> _WORK TO COMPLETE_
1. For each statement, say yes or no to whether the Boston Marathon essay below supports it, and quote the words from the essay that decide it. (a) The narrator's best-ever marathon time was run in Hartford, Connecticut. (b) The narrator registered for the 2009 Boston Marathon. (c) Before 2008, the narrator's best results tended to miss the qualifying time by about 20 minutes.
2. According to the Boston Marathon essay below, in what town is the race's starting area?

> _PAGE_
━━━━━━

I remember reading an account in Runner’s World of a close race to the finish over the last 12 or 14 miles of the Boston Marathon course. I remember watching a piece on television about the first woman entrant, trying to run unnoticed by race officials in an era when marathon running was considered unsuitable, even harmful, for women. I remember a documentary about preparing for the race. I’d read about the starting area, in Hopkinton (my friend’s father spent his childhood in a home nearby), and of course I’ve heard about the notorious Heartbreak Hill. So much about the Boston Marathon has become part of marathon lore. It has occurred to me to wonder how the legacy of the race will be affected by the events of April 15, 2013.
           
As a marathon runner, I’ve come to view Boston as a standard measuring stick. Qualifying for Boston provides the substance for many a conversation between runners. “Have you ever qualified?” people will ask, and the prestige connected to “yes” is sometimes subtle, but it’s undeniable. For years I’ve kept track of the qualifying time for my age group and gender. I’d already completed a few marathons before I believed in my own chances to qualify. At my best, I would tend to finish 20 minutes too late. Then in 2008, when I topped out at my record weekly mileage, I discovered speed. Every marathon felt easier and the mile markers flowed by faster. I ran my best-ever time of 3:28:34.1 in Pocatello, Idaho, in August 2008 and matched my new PR pretty closely in Hartford, Connecticut, in October that year. I registered for the 2009 Boston Marathon and received my Ivy League-esque acceptance from the Boston Athletic Association.

━━━━━━

> _EXCERPTED RECORDS_

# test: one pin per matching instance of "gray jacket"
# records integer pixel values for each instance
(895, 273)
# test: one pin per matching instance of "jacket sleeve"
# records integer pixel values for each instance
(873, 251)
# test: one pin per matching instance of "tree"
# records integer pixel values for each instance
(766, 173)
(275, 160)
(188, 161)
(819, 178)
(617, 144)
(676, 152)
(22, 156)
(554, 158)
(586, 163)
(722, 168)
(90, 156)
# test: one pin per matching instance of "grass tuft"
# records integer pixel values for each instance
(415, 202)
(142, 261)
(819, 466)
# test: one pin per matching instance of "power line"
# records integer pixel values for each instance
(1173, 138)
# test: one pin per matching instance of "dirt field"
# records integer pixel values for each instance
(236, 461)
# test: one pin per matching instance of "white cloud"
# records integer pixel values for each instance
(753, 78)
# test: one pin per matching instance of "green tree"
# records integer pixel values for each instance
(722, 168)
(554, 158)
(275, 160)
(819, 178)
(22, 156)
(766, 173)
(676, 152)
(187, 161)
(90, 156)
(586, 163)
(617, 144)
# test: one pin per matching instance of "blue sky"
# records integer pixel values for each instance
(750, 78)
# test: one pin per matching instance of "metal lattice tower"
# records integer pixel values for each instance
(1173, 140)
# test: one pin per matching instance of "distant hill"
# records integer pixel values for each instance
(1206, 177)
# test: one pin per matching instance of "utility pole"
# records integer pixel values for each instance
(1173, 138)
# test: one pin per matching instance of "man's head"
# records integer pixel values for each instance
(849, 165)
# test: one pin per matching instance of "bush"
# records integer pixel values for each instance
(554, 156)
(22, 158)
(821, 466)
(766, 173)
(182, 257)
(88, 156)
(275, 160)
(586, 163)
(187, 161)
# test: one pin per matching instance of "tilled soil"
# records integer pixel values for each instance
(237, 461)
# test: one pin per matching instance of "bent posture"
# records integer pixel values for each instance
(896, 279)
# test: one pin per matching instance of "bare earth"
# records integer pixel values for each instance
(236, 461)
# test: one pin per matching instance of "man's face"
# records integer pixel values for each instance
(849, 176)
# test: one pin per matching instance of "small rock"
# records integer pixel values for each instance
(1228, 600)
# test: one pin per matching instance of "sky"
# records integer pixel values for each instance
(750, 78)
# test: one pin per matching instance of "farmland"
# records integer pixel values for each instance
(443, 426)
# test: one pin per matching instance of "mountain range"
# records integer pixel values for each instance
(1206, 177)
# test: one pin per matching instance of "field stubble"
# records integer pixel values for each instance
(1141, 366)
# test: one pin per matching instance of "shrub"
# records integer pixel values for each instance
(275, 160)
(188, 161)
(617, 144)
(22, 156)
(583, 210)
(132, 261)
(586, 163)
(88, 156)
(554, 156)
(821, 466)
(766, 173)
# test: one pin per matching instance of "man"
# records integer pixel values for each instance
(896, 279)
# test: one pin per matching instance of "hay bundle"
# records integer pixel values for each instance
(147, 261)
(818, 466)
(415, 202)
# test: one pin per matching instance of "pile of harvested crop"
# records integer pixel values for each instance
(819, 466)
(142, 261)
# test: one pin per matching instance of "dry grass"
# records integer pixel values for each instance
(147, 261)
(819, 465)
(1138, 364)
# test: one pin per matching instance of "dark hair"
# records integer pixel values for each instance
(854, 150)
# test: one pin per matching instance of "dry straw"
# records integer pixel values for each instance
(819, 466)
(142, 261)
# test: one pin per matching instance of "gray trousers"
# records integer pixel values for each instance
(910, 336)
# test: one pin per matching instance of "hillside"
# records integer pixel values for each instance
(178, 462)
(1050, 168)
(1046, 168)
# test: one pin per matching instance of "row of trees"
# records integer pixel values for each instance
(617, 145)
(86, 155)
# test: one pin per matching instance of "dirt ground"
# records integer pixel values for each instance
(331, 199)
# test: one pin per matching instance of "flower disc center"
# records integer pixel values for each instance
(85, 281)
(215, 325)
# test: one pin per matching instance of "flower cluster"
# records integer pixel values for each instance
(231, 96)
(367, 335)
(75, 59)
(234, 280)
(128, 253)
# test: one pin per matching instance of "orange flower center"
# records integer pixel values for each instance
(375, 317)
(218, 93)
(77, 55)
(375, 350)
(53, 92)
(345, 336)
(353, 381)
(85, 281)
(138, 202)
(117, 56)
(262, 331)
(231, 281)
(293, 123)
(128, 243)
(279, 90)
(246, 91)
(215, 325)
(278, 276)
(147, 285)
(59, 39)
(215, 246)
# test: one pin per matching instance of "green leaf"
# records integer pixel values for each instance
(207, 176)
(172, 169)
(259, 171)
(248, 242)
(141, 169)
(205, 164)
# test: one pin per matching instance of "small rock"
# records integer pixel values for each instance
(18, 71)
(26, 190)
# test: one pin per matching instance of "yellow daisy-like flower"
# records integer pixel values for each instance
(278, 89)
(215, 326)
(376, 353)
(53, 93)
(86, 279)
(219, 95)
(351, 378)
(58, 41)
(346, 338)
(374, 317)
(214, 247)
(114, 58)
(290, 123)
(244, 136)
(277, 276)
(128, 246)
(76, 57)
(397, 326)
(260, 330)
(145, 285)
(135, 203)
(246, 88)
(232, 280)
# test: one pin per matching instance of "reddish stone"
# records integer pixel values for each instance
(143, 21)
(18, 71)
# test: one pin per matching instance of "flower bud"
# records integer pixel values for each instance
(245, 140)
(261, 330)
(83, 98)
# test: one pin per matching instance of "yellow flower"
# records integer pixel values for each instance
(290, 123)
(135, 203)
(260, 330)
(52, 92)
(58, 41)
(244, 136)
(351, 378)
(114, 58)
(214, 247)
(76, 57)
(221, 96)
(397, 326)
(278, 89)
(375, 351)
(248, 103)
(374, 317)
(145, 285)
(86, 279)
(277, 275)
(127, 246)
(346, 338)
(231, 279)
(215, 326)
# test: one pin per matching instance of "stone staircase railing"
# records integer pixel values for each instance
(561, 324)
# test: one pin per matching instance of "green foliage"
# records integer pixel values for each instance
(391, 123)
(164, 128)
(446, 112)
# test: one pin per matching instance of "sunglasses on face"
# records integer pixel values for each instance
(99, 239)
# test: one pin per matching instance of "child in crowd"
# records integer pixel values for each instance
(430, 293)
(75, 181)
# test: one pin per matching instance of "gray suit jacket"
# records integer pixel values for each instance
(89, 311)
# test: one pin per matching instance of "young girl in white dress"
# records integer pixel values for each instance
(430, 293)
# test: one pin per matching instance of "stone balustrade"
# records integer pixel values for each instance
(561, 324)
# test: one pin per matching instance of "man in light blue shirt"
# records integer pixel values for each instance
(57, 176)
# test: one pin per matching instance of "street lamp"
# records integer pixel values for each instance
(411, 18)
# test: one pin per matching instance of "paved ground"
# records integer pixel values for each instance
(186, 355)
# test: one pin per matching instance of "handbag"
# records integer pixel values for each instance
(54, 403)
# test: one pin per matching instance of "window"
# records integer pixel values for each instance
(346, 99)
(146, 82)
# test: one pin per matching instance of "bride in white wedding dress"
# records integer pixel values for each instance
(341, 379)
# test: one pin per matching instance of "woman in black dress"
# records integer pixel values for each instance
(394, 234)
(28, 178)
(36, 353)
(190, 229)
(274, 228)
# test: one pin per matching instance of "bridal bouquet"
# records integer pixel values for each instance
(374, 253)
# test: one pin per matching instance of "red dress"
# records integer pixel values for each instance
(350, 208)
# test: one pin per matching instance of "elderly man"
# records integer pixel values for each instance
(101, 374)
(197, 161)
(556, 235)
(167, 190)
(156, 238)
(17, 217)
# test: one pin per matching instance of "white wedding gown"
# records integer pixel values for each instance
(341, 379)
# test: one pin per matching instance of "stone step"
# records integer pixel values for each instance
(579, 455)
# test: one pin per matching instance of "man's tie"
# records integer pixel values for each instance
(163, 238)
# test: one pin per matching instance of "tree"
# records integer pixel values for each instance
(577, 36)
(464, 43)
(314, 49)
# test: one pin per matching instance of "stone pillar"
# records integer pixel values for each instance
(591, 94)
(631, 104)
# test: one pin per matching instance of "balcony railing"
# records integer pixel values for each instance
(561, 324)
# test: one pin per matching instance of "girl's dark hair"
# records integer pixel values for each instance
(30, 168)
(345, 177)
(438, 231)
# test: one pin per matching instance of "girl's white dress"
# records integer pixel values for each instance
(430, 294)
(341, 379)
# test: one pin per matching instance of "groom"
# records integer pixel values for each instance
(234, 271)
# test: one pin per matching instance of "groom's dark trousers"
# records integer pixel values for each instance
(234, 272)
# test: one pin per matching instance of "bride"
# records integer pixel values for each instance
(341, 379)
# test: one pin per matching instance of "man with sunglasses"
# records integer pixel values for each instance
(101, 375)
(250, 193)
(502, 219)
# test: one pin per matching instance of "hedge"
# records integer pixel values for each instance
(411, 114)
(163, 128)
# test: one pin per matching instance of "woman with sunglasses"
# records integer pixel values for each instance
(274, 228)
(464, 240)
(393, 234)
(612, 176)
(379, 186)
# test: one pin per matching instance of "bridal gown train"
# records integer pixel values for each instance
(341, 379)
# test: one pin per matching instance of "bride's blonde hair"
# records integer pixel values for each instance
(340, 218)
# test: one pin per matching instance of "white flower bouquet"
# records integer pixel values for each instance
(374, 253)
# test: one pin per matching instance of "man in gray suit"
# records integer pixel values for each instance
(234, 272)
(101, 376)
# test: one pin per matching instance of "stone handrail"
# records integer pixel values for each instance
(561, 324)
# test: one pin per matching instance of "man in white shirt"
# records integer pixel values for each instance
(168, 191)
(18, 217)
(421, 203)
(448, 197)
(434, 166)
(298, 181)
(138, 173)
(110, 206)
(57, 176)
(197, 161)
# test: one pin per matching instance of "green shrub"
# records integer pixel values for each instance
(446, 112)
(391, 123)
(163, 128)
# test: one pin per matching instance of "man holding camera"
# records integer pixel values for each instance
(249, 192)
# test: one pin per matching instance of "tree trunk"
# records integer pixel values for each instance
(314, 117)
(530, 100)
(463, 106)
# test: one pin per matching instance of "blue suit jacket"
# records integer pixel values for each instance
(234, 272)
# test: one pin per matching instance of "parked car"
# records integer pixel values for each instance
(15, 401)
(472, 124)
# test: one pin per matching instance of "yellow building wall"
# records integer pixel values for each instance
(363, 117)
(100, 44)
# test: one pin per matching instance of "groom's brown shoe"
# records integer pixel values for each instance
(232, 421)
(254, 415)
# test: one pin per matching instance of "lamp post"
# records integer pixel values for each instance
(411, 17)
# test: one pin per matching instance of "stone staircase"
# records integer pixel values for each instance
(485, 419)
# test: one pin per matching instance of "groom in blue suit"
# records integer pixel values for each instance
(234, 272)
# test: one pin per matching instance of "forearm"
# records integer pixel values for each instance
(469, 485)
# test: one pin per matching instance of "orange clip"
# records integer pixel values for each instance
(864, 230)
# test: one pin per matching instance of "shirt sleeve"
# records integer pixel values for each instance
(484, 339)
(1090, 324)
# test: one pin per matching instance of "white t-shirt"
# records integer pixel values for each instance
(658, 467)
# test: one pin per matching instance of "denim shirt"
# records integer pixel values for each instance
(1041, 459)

━━━━━━

> _TASK-BY-TASK SOLUTIONS_
1.
(a) No: "I ran my best-ever time of 3:28:34.1 in Pocatello, Idaho, in August 2008"
(b) Yes: "I registered for the 2009 Boston Marathon"
(c) Yes: "At my best, I would tend to finish 20 minutes too late."

2. Hopkinton